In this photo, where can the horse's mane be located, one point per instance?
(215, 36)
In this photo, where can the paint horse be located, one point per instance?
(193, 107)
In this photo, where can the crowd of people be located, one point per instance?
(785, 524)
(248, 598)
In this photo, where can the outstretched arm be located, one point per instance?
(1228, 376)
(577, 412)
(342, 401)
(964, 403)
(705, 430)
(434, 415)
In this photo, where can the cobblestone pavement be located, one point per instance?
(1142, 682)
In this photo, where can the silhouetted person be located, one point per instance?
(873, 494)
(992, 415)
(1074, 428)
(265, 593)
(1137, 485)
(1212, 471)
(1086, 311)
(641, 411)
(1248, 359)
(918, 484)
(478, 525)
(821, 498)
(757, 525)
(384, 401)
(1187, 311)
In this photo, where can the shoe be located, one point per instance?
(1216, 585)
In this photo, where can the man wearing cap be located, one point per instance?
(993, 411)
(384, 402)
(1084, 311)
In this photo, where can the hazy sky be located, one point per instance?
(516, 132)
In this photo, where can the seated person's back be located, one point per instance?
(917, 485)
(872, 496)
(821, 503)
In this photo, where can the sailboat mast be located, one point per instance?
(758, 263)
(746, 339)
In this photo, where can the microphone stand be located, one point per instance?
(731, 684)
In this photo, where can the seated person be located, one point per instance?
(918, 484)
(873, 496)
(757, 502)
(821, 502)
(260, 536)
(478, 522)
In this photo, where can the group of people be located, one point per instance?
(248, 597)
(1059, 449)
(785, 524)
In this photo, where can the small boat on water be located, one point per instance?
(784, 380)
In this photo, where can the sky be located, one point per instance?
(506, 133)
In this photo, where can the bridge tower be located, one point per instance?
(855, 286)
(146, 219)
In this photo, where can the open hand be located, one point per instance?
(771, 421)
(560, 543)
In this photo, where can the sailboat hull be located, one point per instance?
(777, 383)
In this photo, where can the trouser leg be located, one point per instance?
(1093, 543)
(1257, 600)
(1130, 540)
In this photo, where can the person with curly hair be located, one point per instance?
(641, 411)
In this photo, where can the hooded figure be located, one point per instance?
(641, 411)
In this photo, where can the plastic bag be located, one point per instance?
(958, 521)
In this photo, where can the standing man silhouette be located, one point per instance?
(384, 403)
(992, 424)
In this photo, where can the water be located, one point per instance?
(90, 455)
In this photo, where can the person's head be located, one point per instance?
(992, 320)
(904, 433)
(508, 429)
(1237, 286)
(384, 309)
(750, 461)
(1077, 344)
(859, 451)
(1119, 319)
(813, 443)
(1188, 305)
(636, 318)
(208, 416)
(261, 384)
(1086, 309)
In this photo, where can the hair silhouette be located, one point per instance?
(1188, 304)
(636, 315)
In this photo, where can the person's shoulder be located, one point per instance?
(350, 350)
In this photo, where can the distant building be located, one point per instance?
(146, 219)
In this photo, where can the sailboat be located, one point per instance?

==

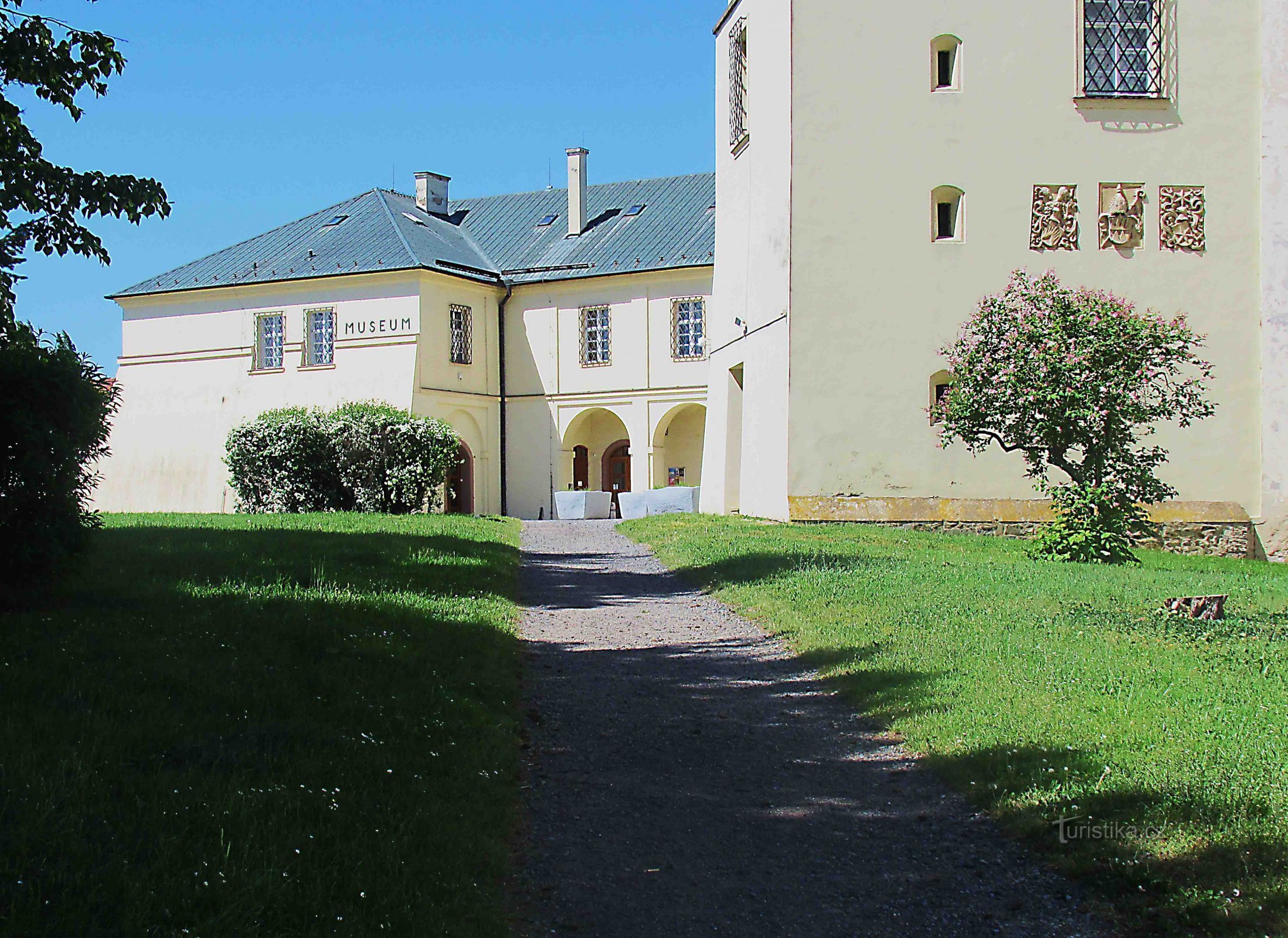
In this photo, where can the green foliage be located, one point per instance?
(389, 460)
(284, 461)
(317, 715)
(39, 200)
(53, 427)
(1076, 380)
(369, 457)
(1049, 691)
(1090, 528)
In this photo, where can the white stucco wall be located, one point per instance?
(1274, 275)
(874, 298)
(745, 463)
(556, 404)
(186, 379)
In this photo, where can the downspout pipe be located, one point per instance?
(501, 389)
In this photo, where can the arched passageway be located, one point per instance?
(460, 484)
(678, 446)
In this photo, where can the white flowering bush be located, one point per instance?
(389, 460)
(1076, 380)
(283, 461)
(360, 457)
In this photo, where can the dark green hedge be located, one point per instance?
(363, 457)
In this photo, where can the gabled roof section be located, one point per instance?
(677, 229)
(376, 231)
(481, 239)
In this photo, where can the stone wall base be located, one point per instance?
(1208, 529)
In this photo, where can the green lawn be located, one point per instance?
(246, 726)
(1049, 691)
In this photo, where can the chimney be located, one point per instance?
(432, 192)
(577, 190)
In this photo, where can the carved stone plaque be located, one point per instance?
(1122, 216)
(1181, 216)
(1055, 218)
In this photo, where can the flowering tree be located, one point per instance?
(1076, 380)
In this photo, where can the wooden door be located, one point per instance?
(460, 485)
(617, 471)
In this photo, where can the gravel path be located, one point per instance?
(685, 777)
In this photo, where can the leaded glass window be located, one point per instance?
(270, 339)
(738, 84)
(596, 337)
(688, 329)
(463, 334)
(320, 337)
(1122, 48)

* _What you will do_
Wherever the line holding "In this photo, where can the sailboat hull" falls in the entries above, copy exactly from it through the line holding "In this photo, where can the sailboat be", inclusive, and add nothing.

* _Task answer_
In this photo, where can the sailboat hull be located, one point per instance?
(777, 383)
In this photo, where can the trouser leg be located, one point per instance?
(1093, 543)
(1257, 600)
(1130, 540)
In this photo, where can the person with curly hair be located, one point per instance?
(641, 411)
In this photo, where can the hooded figure be located, one point per instance?
(641, 411)
In this photo, where can the plastic bag be located, one point per instance?
(958, 521)
In this photo, where can the standing man silhouette be located, one point per instance?
(384, 403)
(992, 424)
In this photo, where can the water be located, one point per instance?
(90, 455)
In this photo, where can the person's head be located, one point per instance?
(992, 320)
(904, 433)
(508, 429)
(1237, 286)
(384, 309)
(750, 461)
(1077, 344)
(859, 451)
(1119, 319)
(813, 443)
(1188, 305)
(636, 318)
(208, 416)
(261, 384)
(1086, 309)
In this photo, where can the hair silhouette be located, one point per instance?
(1188, 304)
(636, 315)
In this photo, where can the person's shoulder be located, one point per instance?
(350, 350)
In this photo, where can the distant building be located, one point per instance?
(146, 219)
In this photo, where can the sailboat be located, one point per instance?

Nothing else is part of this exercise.